▸ **Text under study**
Meiosis and Sexual Life Cycles

Asexual vs. Sexual Reproduction

  • Asexual reproduction: Offspring are genetically identical to the parent (clones).

  • Sexual reproduction: Offspring inherit a unique combination of genes from two parents.

Chromosome Terminology

  • Karyotype: Ordered display of an individual's chromosomes.

  • Homologous chromosomes: Chromosome pairs with the same genes but possibly different alleles.

  • Autosomes: Non-sex chromosomes.

  • Sex chromosomes: X and Y chromosomes; determine sex.

  • Diploid (2n): Two sets of chromosomes.

  • Haploid (n): One set of chromosomes.

  • Fertilization: Fusion of gametes to form a zygote.

  • Zygote: Fertilized egg; diploid.

Meiosis

Meiosis is a two-division process that reduces chromosome number by half, producing four haploid cells.

  • Meiosis I: Homologous chromosomes separate.

  • Meiosis II: Sister chromatids separate.

  • Synapsis: Pairing of homologous chromosomes during Prophase I.

▸ **Exercise set**
(a) According to the meiosis notes, how many haploid cells does meiosis produce?
(b) Continue the notes on meiosis and sexual life cycles from where they stop.

▸ **Information provided**
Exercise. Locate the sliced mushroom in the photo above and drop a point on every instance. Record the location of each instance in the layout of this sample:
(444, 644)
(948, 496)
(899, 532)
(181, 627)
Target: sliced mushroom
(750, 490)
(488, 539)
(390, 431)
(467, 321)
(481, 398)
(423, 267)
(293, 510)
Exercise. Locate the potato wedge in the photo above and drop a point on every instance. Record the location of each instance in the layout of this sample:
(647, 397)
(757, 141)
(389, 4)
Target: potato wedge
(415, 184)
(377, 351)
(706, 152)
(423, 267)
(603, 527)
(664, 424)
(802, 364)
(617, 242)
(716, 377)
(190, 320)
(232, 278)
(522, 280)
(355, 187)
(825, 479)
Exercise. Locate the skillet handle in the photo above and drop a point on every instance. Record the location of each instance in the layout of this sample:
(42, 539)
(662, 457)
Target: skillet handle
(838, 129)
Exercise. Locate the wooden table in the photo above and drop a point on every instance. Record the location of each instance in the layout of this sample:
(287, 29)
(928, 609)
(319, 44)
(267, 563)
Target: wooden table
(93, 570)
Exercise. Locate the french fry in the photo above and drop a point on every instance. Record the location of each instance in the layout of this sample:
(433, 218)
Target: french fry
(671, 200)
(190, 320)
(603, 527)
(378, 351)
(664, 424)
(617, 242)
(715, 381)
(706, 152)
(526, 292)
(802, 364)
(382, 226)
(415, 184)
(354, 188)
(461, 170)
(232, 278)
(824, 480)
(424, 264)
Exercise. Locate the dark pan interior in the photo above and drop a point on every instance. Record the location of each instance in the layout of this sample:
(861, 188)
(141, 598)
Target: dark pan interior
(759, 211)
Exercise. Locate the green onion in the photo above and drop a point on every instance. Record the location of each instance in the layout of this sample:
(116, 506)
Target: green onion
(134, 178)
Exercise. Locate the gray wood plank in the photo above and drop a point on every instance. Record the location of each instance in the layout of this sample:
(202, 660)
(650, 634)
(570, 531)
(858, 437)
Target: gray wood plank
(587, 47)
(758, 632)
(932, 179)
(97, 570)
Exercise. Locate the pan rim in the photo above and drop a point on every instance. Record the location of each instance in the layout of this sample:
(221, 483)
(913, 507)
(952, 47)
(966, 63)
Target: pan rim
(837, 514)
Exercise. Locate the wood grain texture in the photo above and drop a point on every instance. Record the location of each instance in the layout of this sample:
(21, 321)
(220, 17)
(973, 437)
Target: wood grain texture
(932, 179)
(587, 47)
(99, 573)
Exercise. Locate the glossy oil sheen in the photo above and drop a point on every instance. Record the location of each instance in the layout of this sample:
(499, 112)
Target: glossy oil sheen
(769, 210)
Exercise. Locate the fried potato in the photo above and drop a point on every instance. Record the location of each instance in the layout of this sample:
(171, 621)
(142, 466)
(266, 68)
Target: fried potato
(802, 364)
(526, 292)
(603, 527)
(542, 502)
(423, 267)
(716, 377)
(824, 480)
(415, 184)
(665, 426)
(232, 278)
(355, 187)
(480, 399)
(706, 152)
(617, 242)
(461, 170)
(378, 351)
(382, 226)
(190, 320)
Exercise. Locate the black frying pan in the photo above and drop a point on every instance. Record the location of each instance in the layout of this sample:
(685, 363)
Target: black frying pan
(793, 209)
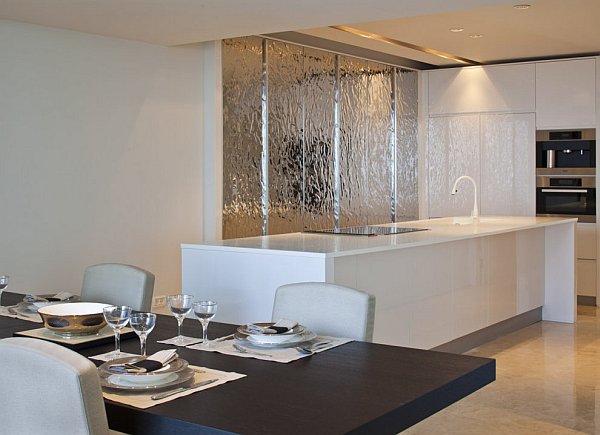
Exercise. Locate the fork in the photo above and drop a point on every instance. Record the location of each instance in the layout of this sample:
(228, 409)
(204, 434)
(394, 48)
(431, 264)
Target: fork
(242, 349)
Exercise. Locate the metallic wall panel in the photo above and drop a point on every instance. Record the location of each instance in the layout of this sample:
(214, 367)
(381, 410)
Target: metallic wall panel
(376, 138)
(379, 141)
(318, 111)
(407, 148)
(452, 136)
(242, 214)
(354, 103)
(286, 72)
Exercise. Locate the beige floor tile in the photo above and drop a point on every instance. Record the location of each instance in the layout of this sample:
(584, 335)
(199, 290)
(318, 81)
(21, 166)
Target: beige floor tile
(548, 382)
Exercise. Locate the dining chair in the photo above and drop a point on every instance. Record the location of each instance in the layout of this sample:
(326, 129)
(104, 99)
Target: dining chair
(118, 284)
(48, 389)
(327, 309)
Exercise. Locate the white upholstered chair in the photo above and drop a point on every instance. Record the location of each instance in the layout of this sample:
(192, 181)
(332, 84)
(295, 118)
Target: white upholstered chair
(118, 284)
(48, 389)
(327, 309)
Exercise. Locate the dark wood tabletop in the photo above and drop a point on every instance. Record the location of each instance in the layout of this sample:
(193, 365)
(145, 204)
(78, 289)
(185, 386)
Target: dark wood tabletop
(358, 387)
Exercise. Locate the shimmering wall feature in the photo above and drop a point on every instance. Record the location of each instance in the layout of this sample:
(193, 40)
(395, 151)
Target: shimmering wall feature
(338, 144)
(285, 74)
(407, 146)
(241, 64)
(318, 95)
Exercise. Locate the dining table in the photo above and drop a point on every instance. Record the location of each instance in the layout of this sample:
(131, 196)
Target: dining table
(358, 387)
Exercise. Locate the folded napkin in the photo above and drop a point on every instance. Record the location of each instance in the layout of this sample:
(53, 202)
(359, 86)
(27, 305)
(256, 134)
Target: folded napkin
(280, 327)
(61, 296)
(154, 362)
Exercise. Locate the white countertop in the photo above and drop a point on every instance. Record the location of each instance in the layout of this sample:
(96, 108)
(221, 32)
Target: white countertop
(440, 230)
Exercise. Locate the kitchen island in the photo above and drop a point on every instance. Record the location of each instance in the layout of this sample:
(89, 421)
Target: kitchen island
(448, 286)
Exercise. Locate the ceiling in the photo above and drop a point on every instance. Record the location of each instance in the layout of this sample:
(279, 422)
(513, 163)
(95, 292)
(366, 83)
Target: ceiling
(549, 28)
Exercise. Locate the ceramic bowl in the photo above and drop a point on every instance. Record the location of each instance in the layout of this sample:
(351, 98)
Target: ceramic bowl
(77, 318)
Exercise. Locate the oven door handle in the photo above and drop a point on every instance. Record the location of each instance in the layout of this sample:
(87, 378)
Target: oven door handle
(564, 190)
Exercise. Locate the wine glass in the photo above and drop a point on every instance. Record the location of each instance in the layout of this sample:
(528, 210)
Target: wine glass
(180, 305)
(142, 324)
(205, 311)
(117, 317)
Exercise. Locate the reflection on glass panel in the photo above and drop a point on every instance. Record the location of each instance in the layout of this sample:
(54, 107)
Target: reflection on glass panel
(354, 103)
(285, 72)
(379, 158)
(242, 61)
(451, 136)
(300, 114)
(317, 91)
(407, 98)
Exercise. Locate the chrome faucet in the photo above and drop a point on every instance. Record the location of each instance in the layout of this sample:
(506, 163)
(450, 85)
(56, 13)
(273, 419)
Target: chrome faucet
(475, 212)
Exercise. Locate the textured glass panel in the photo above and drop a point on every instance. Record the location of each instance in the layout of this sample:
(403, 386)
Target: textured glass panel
(242, 61)
(378, 194)
(285, 72)
(317, 89)
(453, 151)
(407, 162)
(354, 101)
(507, 164)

▸ **Answers by item number**
(a) Four haploid cells.

(b)
  • Crossing over: Exchange of genetic material between homologs at chiasmata.

Origins of Genetic Variation

  • Independent assortment of chromosomes

  • Crossing over

  • Random fertilization

Mendel and the Gene Idea

Key Terminology

  • Character: Heritable feature (e.g., flower color).

  • Trait: Variant of a character (e.g., purple or white).

  • Allele: Alternative versions of a gene.

  • F1 hybrids: First filial generation offspring of the parental (P) generation.

  • P generation: Parental generation.

  • F1 generation: First generation of offspring.

  • F2 generation: Second generation of offspring.

  • Heterozygote: Individual with two different alleles for a gene.

  • Homozygote: Individual with two identical alleles for a gene.

  • Phenotype: Observable traits.

  • Genotype: Genetic makeup.

  • Dominant: Expressed allele in heterozygote.

  • Recessive: Masked allele in heterozygote.

Mendel's Laws

  • Law of segregation: Two alleles for a gene separate during gamete formation.

  • Law of independent assortment: Alleles of different genes assort independently during gamete formation.

Genetic Crosses and Punnett Squares

  • Monohybrid cross: Cross involving one gene.

  • Dihybrid cross: Cross involving two genes.

  • Punnett square: Diagram to predict genotype and phenotype ratios.

Multiplication Rule: Probability of two independent events = product of their probabilities.

Addition Rule: Probability of either of two mutually exclusive events = sum of their probabilities.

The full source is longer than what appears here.